=== Task description ===
Word for word, repeat the lines of the records from the one containing "Locate every instance of the railing" through the last line, both included.

=== Supplied information ===
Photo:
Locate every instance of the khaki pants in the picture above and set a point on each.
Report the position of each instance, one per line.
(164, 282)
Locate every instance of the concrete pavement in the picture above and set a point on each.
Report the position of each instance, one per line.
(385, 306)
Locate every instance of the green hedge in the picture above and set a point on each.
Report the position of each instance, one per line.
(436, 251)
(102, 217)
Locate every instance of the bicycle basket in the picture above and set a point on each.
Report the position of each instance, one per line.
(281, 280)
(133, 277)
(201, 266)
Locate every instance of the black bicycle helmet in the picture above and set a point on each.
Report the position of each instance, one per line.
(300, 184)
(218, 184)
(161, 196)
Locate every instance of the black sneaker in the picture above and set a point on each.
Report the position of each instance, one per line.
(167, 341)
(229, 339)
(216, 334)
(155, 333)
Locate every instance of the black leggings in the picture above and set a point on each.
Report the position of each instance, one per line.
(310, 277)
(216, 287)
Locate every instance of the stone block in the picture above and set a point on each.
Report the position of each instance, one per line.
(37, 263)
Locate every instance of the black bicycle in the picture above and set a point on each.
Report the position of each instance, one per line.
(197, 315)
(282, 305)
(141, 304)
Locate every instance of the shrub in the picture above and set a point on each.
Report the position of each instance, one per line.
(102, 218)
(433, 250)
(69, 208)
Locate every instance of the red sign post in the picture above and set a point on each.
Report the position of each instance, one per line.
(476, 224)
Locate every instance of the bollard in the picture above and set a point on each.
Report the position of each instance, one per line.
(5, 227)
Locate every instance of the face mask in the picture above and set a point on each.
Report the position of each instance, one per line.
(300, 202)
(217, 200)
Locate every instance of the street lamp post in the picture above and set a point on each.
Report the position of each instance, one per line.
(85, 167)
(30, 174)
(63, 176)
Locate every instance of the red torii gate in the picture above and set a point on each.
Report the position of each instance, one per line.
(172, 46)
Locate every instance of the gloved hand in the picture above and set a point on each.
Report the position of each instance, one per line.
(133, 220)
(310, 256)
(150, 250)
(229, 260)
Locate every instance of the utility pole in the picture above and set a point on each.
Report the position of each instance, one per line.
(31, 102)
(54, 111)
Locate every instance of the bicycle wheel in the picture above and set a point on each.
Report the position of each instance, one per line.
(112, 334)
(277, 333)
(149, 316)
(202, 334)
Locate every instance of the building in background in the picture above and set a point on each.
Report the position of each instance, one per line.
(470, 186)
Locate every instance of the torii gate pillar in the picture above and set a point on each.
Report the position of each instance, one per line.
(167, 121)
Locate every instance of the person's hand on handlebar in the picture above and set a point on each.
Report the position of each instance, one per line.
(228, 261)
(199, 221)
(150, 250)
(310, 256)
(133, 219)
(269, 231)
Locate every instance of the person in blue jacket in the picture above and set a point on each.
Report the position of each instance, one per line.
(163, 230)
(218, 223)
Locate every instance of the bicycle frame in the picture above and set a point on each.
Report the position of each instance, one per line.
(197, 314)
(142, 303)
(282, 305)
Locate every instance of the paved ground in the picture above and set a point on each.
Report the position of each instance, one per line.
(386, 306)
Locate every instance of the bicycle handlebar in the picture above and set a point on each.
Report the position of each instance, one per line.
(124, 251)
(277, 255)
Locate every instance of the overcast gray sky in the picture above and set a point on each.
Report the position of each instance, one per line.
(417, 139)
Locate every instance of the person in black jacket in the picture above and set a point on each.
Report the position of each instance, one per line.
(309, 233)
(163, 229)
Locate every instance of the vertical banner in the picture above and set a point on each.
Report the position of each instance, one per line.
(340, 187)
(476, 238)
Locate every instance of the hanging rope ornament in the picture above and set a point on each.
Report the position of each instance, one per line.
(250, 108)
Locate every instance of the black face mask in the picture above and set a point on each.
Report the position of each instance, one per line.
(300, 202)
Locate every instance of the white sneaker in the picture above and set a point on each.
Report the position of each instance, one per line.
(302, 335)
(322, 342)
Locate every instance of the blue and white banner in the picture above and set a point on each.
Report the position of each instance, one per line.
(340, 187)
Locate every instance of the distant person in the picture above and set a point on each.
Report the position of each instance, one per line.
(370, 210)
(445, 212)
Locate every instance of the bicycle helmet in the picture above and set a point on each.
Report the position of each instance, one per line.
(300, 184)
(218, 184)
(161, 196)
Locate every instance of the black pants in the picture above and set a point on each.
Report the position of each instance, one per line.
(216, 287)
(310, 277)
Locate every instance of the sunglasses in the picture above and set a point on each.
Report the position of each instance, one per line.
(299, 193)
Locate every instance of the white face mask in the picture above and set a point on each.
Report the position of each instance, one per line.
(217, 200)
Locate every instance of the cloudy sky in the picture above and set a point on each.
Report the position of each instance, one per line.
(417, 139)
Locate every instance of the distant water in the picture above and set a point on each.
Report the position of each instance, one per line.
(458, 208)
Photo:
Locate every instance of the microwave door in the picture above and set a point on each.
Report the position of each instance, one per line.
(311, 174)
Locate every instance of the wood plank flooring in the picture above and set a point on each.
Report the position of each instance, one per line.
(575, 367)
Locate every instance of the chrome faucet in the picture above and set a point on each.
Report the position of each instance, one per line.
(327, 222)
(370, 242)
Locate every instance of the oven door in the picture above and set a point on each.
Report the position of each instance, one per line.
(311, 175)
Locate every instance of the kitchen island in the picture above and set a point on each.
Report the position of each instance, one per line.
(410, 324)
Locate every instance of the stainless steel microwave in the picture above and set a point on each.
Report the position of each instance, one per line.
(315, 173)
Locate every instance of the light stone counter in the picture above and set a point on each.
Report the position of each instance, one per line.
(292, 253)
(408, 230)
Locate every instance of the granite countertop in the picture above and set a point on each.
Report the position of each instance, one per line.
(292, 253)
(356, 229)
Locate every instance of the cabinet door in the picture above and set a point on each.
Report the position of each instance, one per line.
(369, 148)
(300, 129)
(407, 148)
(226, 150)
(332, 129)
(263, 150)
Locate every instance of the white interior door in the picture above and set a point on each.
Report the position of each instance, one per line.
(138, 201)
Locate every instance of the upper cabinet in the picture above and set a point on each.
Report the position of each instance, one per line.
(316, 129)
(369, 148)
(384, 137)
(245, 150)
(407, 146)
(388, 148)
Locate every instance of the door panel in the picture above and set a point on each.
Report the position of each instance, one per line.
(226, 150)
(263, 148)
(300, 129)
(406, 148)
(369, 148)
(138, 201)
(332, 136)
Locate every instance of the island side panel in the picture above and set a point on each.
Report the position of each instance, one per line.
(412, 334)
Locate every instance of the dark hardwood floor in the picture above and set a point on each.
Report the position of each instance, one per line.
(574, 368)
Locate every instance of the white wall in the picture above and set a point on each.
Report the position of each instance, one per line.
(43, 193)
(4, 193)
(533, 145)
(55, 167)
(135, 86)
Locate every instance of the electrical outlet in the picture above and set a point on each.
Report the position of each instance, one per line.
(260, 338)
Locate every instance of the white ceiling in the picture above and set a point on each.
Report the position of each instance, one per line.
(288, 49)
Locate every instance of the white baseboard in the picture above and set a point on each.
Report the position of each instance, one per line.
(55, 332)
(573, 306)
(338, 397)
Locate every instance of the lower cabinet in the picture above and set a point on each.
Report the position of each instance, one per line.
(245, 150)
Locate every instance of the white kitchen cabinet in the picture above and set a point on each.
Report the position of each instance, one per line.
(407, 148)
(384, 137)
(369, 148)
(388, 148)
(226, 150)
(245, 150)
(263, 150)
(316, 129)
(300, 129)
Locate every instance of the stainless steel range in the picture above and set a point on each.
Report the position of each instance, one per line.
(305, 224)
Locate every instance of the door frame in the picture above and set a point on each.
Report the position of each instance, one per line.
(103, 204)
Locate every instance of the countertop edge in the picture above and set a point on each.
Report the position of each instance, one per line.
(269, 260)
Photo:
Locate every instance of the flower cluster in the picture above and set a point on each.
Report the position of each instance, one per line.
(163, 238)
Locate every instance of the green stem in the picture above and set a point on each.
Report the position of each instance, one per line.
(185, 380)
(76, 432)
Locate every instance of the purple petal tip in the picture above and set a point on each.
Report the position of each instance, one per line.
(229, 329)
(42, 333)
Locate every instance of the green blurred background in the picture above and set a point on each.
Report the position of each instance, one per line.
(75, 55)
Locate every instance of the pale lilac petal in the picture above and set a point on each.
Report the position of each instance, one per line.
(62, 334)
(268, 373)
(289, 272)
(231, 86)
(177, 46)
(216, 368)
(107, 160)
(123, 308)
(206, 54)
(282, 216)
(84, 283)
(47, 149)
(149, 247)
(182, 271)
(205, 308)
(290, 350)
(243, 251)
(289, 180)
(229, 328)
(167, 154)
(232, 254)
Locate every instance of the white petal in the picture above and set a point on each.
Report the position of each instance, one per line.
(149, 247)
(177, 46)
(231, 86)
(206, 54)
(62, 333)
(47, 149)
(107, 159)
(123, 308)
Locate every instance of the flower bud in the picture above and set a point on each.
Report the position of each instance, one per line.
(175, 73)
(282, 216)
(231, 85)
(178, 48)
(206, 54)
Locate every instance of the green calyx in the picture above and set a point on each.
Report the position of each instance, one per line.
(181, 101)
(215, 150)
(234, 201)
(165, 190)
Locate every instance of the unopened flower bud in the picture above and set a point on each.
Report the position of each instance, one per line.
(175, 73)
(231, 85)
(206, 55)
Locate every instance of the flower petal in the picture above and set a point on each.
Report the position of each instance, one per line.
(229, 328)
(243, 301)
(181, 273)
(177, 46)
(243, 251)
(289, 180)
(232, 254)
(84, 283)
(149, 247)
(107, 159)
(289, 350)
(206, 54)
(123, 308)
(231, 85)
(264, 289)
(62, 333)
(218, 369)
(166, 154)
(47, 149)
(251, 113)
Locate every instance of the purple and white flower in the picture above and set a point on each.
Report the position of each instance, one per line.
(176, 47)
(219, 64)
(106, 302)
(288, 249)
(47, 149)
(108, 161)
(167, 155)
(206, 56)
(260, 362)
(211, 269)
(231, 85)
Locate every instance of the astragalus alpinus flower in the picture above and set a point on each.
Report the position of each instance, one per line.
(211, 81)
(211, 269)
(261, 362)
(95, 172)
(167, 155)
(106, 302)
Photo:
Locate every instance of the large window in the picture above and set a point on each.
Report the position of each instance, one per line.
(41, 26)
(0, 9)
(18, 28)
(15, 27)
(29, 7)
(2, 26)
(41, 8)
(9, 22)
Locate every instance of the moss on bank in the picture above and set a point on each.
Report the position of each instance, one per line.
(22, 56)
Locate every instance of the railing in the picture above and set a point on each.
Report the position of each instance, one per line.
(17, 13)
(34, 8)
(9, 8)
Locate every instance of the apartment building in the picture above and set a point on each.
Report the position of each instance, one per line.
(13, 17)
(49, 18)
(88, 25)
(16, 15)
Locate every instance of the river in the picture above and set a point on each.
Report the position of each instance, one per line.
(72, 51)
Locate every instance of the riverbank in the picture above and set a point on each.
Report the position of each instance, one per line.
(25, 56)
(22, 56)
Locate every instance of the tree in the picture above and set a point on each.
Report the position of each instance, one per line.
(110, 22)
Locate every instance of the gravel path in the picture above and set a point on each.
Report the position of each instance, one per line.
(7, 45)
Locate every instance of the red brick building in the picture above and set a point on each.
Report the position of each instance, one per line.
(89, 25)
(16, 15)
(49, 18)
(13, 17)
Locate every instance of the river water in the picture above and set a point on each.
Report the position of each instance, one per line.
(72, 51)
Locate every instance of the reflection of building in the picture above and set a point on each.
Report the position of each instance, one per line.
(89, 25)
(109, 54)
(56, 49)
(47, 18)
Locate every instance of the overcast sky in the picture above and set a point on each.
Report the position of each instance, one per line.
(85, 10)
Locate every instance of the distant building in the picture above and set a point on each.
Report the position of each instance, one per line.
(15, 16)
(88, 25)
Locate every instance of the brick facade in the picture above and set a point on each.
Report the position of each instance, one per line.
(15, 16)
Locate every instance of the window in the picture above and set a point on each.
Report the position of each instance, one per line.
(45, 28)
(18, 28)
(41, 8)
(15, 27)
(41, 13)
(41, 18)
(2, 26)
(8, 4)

=== Exercise answer ===
Locate every instance of the railing in the picture above and set a point on each.
Report the position of each instance, one per line.
(17, 13)
(34, 8)
(9, 8)
Locate every instance of the apartment building in the picture above and set a point on each.
Report the position of each instance, one per line.
(13, 17)
(49, 18)
(88, 25)
(16, 15)
Locate every instance of the river in the picture above and set a point on each.
Report the position of each instance, one per line.
(72, 51)
Locate every instance of the riverbank in the picture above and set a point on each.
Report the position of each instance, one per line.
(25, 56)
(22, 56)
Locate every instance of the tree in the picture above and set a point on each.
Report the position of each instance, one per line.
(110, 22)
Locate every instance of the gravel path in the picture above and set a point on each.
Report the position of each instance, one per line.
(7, 45)
Locate every instance of the red brick building in the picture above and set a point on each.
Report the position of each instance, one per line.
(89, 25)
(16, 15)
(49, 18)
(13, 17)
Locate every instance of the river water in the picture above and set a point on each.
Report the position of each instance, one per line.
(72, 51)
Locate every instance of the reflection of building in the picture above and set a point on each.
Report the position of each instance, one per line.
(89, 25)
(109, 54)
(56, 49)
(47, 18)
Locate every instance of the overcast sky in the picture above and set a point on each.
Report the position of each instance, one per line.
(85, 10)
Locate every instance of the distant building in the picture above and set a point on each.
Report the position of each instance, one per line.
(15, 16)
(88, 25)
Locate every instance of the brick facade in the picture above and set a point on each.
Report the position of each instance, one per line.
(15, 16)
Locate every instance of the window in the picture above and set a point on each.
Report the position of each instance, one per line.
(45, 28)
(18, 28)
(41, 8)
(15, 27)
(41, 13)
(41, 18)
(2, 26)
(8, 4)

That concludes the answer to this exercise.